** УКАЗАНИЕ 1 **
Перепишите фрагмент о монастыре Пхуктал начиная со слов «В кумирне с» и далее вплоть до слов «этот молодой венгр.», переименовав «Пхуктале» в «Фуктале».
** УКАЗАНИЕ 2 **
Пожалуйста, ответьте по фрагменту: в какие годы, согласно надписи на плите, здесь жил Кереши Цчома?

** ИСХОДНЫЙ ФРАГМЕНТ **

По другой версии, монастырь основал Ричен Зампо. Этот лама способствовал обновлению буддийской религии в Гугэ и ее распространению на Западном Тибете в XII веке. Факт основания им Пхуктала тем более вероятен, что он заложил и другой монастырь, в Рипчу, в верхнем течении реки Заскар. Я склонен думать, что громадная пещера была святым местом еще в глубокой древности, хотя здесь нет скульптур доламаистского периода. Но я видел чудесные фрески очень древнего происхождения в боковой кумирне, немного в стороне от пещеры. Они напомнили мне сходные фрески XII века, которые видел в монастыре Алчи. Их, вероятно, можно отнести к наиболее древним в гималайском мире. Я детально осмотрел рисунки и сделал фотоснимки, понимая, что [171] для серьезного изучения Пхуктала или любого другого крупного монастыря нужно несколько недель, если не месяцев.

В кумирне с древними фресками молодой монах отвел меня в сторону и попросил перевести надпись. Это была надпись по-английски на плите из местного темного камня:

Кереши Цчома жил здесь в 1825—1826 годах.
Пионер тибетских исследований.

Этот камень был идентичен тому, что фигурировал на фотографии Эрвина Бакти, которую мне показал князь Зангла. Кереши действительно провел часть зимы в Пхуктале, а затем жил в деревне Тетха. Можно только сожалеть, сколь мало сведений о своей деятельности и о тех местах Заскара, где он побывал, оставил этот молодой венгр.

Тот факт, что я говорил по-тибетски и проявлял несомненный интерес к монастырским божествам и постройкам, восстановил доверие монахов к моей персоне. Это можно было заключить из того, что после короткой речи Нордрупа в мою защиту они сообщили, что отыскали старые бумаги в подвале одной из кумирен. С бьющимся от волнения сердцем я разглядывал под сводом пещеры большие рукописные листы, которые монахи передавали друг другу. Хотелось верить, что в них записаны интересные сведения об истории монастыря. К сожалению, большинство листов обгрызли крысы. Я попросил Нордрупа быстро просмотреть их, чтобы узнать содержание. То были сведения о владениях, списки пожертвований, но нужного мне документа, а также генеалогии князей не было. Мы знакомились с документами около часа, понимая, что нам все равно не хватит времени. «Чтобы иметь шанс отыскать нужное вам, здесь надо пробыть с неделю!» — сказал Нордруп. Он был прав. Мы не могли оставаться долее, во-первых, из-за дополнительных расходов (я платил за лошадей посуточно), а также из-за того, что истекал срок моей визы на пребывание в Индии.

Будучи в полной уверенности, что в монастыре Пхуктал можно найти разгадки тайн, окружающих историю Заскара, я расстался с монахами, вручив им несколько рупий. Спустившись по подвесным и вырубленным в скале лестницам, мы оказались у подножия обрыва. Я бросил прощальный взгляд на кельи, прилепившиеся к скалам, как ласточкины гнезда вокруг черного провала пещеры, откуда уже долгие века доносились зычные голоса молящихся монахов. Если и есть в мире место, предназначенное самой природой для возвышения духа, это, несомненно, Пхуктал!

** СПИСОК СТРОК **
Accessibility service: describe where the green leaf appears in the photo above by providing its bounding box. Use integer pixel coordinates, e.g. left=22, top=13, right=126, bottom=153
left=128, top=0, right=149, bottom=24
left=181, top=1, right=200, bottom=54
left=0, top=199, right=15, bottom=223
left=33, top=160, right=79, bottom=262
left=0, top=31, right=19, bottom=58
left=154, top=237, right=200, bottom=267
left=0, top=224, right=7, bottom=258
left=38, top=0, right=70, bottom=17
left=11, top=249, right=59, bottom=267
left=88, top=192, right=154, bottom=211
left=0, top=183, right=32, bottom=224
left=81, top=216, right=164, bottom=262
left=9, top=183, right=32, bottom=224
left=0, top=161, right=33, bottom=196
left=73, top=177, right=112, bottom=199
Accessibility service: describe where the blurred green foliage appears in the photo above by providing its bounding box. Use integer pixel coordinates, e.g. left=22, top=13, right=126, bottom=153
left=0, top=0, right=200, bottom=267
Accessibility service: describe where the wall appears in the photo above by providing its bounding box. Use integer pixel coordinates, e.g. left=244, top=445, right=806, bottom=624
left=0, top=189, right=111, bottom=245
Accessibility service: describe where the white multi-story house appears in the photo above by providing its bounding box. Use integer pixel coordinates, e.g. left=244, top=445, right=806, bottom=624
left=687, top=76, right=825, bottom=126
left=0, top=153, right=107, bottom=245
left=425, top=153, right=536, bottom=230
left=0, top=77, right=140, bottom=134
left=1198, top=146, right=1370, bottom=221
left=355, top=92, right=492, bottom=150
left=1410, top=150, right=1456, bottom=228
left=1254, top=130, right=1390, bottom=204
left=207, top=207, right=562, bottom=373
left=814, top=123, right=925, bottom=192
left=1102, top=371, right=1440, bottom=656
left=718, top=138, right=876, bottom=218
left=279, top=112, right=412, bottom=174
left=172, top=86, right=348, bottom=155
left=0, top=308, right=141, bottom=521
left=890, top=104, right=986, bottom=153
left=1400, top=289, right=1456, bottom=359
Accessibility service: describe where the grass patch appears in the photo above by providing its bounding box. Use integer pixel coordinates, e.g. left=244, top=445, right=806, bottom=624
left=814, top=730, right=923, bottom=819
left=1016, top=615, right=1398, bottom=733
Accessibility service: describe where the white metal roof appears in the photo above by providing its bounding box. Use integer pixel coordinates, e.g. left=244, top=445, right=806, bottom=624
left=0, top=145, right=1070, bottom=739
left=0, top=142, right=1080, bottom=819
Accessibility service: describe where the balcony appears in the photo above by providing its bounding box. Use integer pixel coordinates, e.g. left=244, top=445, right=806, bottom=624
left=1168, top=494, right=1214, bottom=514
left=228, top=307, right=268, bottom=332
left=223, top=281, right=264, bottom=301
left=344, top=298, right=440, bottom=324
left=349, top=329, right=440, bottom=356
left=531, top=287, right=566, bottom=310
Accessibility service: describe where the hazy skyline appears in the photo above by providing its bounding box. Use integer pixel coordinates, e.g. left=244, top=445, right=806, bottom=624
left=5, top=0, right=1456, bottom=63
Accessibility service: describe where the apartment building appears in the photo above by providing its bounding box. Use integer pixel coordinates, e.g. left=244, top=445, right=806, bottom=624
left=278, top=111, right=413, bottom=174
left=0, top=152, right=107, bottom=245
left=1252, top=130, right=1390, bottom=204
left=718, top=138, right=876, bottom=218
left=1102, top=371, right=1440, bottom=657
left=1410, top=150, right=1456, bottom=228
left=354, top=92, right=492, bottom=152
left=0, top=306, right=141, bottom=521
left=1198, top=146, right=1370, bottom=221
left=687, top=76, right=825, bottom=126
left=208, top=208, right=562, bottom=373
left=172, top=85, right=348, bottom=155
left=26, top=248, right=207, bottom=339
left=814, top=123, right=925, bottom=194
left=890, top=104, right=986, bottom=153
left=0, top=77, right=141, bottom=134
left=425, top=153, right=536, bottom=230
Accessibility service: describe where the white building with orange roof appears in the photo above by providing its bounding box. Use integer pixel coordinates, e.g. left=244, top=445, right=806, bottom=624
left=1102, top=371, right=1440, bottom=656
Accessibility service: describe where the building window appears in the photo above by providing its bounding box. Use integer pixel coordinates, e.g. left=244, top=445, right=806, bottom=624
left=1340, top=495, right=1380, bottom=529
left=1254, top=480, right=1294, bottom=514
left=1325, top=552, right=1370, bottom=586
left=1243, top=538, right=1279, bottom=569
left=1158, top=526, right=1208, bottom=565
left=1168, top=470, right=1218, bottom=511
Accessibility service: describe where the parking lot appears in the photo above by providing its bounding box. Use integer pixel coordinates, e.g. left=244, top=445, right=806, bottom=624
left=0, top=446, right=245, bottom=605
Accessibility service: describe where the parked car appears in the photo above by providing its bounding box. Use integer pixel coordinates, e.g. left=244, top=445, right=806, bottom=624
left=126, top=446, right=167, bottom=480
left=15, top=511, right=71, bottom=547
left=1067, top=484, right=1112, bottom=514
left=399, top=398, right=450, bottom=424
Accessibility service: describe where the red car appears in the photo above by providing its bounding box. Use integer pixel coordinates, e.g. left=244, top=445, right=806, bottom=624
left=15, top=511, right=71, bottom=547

** ПИСЬМЕННЫЙ ОТВЕТ 1 **
В кумирне с древними фресками молодой монах отвел меня в сторону и попросил перевести надпись. Это была надпись по-английски на плите из местного темного камня:

Кереши Цчома жил здесь в 1825—1826 годах.
Пионер тибетских исследований.

Этот камень был идентичен тому, что фигурировал на фотографии Эрвина Бакти, которую мне показал князь Зангла. Кереши действительно провел часть зимы в Фуктале, а затем жил в деревне Тетха. Можно только сожалеть, сколь мало сведений о своей деятельности и о тех местах Заскара, где он побывал, оставил этот молодой венгр.

** ПИСЬМЕННЫЙ ОТВЕТ 2 **
В 1825—1826 годах.